Work instruction
Please return the entries, omitting and altering nothing.

Text-to-region grounding data
◇ ◇ ◇

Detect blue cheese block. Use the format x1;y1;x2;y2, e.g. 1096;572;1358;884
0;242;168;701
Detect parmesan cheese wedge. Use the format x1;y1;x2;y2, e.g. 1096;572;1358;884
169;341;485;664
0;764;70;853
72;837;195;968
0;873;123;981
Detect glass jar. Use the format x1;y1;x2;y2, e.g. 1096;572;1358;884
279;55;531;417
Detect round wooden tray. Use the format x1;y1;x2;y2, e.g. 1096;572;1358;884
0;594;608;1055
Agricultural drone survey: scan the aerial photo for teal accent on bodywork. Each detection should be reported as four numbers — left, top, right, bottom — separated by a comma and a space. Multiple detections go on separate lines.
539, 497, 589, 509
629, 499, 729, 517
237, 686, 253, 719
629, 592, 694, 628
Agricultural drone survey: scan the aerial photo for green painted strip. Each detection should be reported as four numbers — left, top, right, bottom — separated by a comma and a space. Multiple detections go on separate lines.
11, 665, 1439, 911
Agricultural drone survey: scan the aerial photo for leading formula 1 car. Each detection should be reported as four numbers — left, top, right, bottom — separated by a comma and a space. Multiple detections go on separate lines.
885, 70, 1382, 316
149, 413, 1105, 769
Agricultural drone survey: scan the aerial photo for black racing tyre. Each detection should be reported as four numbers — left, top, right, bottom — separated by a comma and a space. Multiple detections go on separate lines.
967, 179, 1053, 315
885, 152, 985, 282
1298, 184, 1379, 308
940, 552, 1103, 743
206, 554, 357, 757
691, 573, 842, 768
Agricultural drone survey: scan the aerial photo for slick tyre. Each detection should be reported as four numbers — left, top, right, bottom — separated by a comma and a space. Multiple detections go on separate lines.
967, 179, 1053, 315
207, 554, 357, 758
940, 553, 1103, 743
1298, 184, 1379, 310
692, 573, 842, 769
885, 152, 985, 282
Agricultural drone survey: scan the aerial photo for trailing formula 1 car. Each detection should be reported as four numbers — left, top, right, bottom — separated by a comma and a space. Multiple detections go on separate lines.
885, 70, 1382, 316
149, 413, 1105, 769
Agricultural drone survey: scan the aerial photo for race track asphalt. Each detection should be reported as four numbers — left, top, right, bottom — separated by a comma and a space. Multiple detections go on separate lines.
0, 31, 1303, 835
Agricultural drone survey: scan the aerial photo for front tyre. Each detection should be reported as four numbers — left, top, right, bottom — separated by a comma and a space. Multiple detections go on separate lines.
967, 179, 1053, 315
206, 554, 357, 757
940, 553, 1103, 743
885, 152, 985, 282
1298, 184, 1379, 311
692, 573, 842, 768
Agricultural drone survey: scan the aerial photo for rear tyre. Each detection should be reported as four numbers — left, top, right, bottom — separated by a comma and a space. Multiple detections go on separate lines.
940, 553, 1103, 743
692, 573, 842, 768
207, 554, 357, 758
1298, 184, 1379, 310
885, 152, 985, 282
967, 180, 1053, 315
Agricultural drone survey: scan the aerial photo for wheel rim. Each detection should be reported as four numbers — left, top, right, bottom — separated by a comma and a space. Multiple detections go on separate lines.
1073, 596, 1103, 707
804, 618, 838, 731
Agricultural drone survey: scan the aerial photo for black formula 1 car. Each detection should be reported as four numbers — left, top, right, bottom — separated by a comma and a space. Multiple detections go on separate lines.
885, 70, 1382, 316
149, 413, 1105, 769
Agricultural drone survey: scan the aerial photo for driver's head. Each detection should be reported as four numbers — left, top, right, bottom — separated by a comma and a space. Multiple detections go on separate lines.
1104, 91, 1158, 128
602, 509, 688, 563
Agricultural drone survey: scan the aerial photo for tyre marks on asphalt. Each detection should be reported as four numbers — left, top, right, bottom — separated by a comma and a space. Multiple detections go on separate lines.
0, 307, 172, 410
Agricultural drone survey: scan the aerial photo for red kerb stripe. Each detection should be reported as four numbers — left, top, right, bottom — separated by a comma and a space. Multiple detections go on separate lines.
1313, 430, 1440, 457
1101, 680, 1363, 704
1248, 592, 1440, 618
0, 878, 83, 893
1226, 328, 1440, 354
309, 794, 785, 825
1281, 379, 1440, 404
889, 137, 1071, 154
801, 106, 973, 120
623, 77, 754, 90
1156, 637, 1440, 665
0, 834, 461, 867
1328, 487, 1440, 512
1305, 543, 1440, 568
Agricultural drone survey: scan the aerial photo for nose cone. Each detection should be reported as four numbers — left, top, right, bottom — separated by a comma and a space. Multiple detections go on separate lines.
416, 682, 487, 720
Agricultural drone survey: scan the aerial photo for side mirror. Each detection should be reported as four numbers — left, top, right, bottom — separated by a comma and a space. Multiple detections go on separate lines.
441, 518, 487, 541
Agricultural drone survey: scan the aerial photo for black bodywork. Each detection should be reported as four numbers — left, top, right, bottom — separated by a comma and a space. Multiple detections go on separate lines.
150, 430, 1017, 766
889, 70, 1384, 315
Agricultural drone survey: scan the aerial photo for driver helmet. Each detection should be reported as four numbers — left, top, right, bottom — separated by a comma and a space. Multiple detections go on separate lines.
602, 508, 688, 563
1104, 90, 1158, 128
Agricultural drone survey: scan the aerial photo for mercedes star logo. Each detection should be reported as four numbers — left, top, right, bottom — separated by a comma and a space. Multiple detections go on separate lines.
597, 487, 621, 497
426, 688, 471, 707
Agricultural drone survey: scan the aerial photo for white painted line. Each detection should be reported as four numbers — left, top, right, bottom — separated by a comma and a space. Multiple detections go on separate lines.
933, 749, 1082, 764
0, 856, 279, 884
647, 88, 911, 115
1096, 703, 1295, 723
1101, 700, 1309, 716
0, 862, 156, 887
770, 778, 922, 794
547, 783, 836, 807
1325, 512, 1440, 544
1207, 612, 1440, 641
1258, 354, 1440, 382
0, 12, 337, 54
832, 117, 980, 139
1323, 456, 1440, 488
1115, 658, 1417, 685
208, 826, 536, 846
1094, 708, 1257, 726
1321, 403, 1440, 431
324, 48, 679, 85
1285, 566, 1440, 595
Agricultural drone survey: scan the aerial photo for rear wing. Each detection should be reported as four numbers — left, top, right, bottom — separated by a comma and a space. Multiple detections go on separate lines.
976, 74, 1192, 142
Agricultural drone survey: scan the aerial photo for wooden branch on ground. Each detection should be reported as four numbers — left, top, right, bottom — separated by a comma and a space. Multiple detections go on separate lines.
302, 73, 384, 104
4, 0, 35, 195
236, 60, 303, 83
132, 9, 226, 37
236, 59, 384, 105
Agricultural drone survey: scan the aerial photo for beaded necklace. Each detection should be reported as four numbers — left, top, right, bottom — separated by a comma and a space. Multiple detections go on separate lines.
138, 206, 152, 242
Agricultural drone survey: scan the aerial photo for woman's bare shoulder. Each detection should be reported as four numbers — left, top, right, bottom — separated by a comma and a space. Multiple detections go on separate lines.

◇ ◇ ◇

Response to this task
Detect blue cheese block. Use the format x1;y1;x2;y2, e.g. 1096;572;1358;884
0;242;168;701
Detect parmesan cheese wedge. Use the format x1;y1;x2;y2, e.g. 1096;572;1358;884
169;341;485;664
0;764;70;853
72;837;195;968
0;873;123;981
Detect glass jar. Use the format x1;y1;x2;y2, e.g. 1096;572;1358;884
279;55;531;417
Detect round wooden tray. Use the format x1;y1;x2;y2, e.g. 1096;572;1358;884
0;594;608;1055
Agricultural drone survey: scan the aerial photo for teal accent on bodywork. Each detection should be reported as four numbers — left, top, right, bottom — separated by a comma and a space. Multiple detections go on separate lines.
539, 497, 589, 509
629, 499, 729, 517
237, 686, 253, 719
629, 592, 694, 628
Agricultural drone survey: scan the aerial photo for green painted strip. Each detection should be reported as four numbers — left, top, right, bottom — separated by a comma and a space. Multiple detections go on separate lines.
11, 665, 1439, 911
Agricultural drone survey: scan the aerial photo for leading formula 1 car. Each detection should be reported as four numbers — left, top, right, bottom — separated by a comma and a space. Multiple detections go on separate lines.
885, 70, 1382, 316
149, 413, 1105, 769
Agricultural drone survey: scan the aerial photo for black racing tyre. Each detection should be reported as four numbers — left, top, right, bottom — separated by a comma and a space. Multiple detections go on separate lines.
967, 179, 1053, 315
885, 152, 985, 282
1298, 184, 1379, 308
940, 552, 1103, 743
206, 554, 357, 757
691, 573, 842, 768
Agricultural drone survey: scan the aerial photo for slick tyre. Each detection should be reported as four numbers — left, top, right, bottom — separated by a comma and a space. Multiple detections go on separate lines.
967, 179, 1053, 315
207, 554, 357, 758
940, 553, 1103, 743
1298, 184, 1379, 310
692, 573, 842, 769
885, 152, 985, 282
Agricultural drone survey: scan the aerial photo for trailing formula 1 car. Each detection should be reported as four numbers — left, top, right, bottom — separated by a comma and a space. Multiple detections go on separate lines.
885, 70, 1382, 316
149, 413, 1105, 769
Agricultural drone survey: scan the aerial photo for race track asphalt. Each detection should be reported as four numbers — left, top, right, bottom — separated by a comma and a space. Multiple detections go on separate lines.
0, 31, 1303, 835
Agricultural drone survey: scan the aerial photo for front tyre. Each detection should be reported as four numbers — left, top, right, bottom — separated by a comma and a space. Multiple detections go on separate lines.
967, 179, 1053, 315
206, 554, 357, 757
940, 553, 1103, 743
885, 152, 985, 282
1298, 184, 1379, 311
692, 573, 842, 768
Agricultural drone survey: scan the aerial photo for rear tyre. Each detection should be reported as four numbers — left, top, right, bottom — separated by a comma and a space. Multiple detections go on separate lines.
940, 553, 1103, 743
692, 573, 842, 768
207, 554, 357, 758
1298, 184, 1379, 310
885, 152, 985, 282
967, 180, 1053, 315
Agricultural drone survey: scan the aerial photo for wheel rim. Each detection should be reported as four numbers — left, top, right, bottom — separated by a comma and a space. Multiple detections go on separate lines.
1073, 596, 1103, 707
804, 618, 838, 731
Agricultural drone survey: scan the aerial photo for black formula 1 car. Each detection should be reported as four numbers — left, top, right, bottom — separated by a comma and a space. Multiple detections go on separate lines.
885, 70, 1382, 316
149, 413, 1105, 769
Agricultural drone survey: scan the aerial photo for driver's head. Each detection should be reported as four numbers — left, top, right, bottom — separated by a comma and a space. Multiple detections go on separate lines.
1104, 91, 1158, 128
602, 509, 688, 563
Agricultural drone survey: scan the aerial photo for tyre marks on asphalt. Each detection should be reported as four numbers — left, top, right, bottom — separated by a comma and a space. Multiple detections go on separate lines.
0, 307, 172, 410
Agricultural drone survey: scan the aerial photo for red kerb stripe. Each detection should be reported as four numbers — left, top, right, bottom — separated by a comma and a space. Multiple detections go on separate lines.
1313, 430, 1440, 457
1101, 680, 1363, 704
1248, 592, 1440, 618
0, 878, 83, 893
1226, 328, 1440, 354
309, 794, 785, 825
1281, 379, 1440, 404
889, 137, 1071, 154
801, 106, 973, 120
623, 77, 754, 90
1156, 637, 1440, 665
0, 834, 461, 867
1328, 487, 1440, 512
1305, 543, 1440, 568
Agricultural drone survey: scan the aerial photo for nose cone. Each detection should be reported as four numbers — left, top, right, bottom — separated by a comma and a space. Multiple detections go on separate lines.
416, 682, 487, 720
Agricultural drone survey: scan the aerial photo for side mirror. Each detection should be reported as four numbers — left, top, right, bottom — separated by a comma and a space. Multiple detections go on separate lines.
441, 518, 487, 541
Agricultural drone survey: scan the aerial photo for black bodywork. Each detection should be reported as four numbers — left, top, right, bottom — separated by a comma and a space. Multiple detections go on separate lines.
150, 430, 1017, 766
889, 70, 1384, 315
Agricultural drone survey: scan the aerial photo for driver helmet. Each detection should be reported as four numbers — left, top, right, bottom — separated by a comma and a space. Multiple detections go on separate lines.
602, 508, 688, 563
1104, 90, 1158, 128
Agricultural drone survey: scan the aerial photo for mercedes star logo. Each detection should be reported as four numbers — left, top, right, bottom — separated by a comma and a space. Multiple detections go on separate lines.
597, 487, 621, 497
426, 688, 471, 707
Agricultural drone survey: scan the aerial photo for white painted line. Each detection should be reported as four numbers — left, top, right, bottom — separated by a comma and a space. Multiple detections go on separate lines.
933, 749, 1082, 764
0, 856, 279, 884
647, 88, 911, 115
1096, 703, 1295, 723
1101, 700, 1309, 716
0, 862, 156, 887
770, 778, 922, 794
547, 783, 836, 807
1325, 512, 1440, 544
1207, 612, 1440, 641
1258, 354, 1440, 382
0, 12, 337, 54
832, 117, 980, 139
1323, 456, 1440, 488
1115, 658, 1417, 685
208, 826, 536, 846
1094, 708, 1257, 726
1321, 403, 1440, 431
324, 48, 679, 85
1285, 566, 1440, 595
Agricultural drone survey: scan the aerial photo for rear wing. Each detection should be reported as four numbers — left, top, right, bottom — separated by a comma and a space. Multiple detections go on separate lines.
976, 74, 1192, 142
Agricultural drone survey: scan the aerial photo for wooden branch on ground. Each detection should be reported as four numbers — left, top, right, bottom — separated by a comma and a space. Multiple detections go on separate lines.
302, 73, 384, 104
4, 0, 35, 195
236, 60, 303, 83
132, 9, 226, 37
236, 59, 384, 105
Agricultural drone survey: scan the aerial photo for beaded necklace. Each detection should be reported as four numbers — left, top, right, bottom — separated by a comma and a space. Multiple detections go on separate lines.
138, 206, 152, 242
Agricultural drone survey: scan the aerial photo for woman's bare shoulder. Each detection should be reported as four numbers — left, top, right, bottom — separated by a comma and a space. Multiple detections go on separate lines.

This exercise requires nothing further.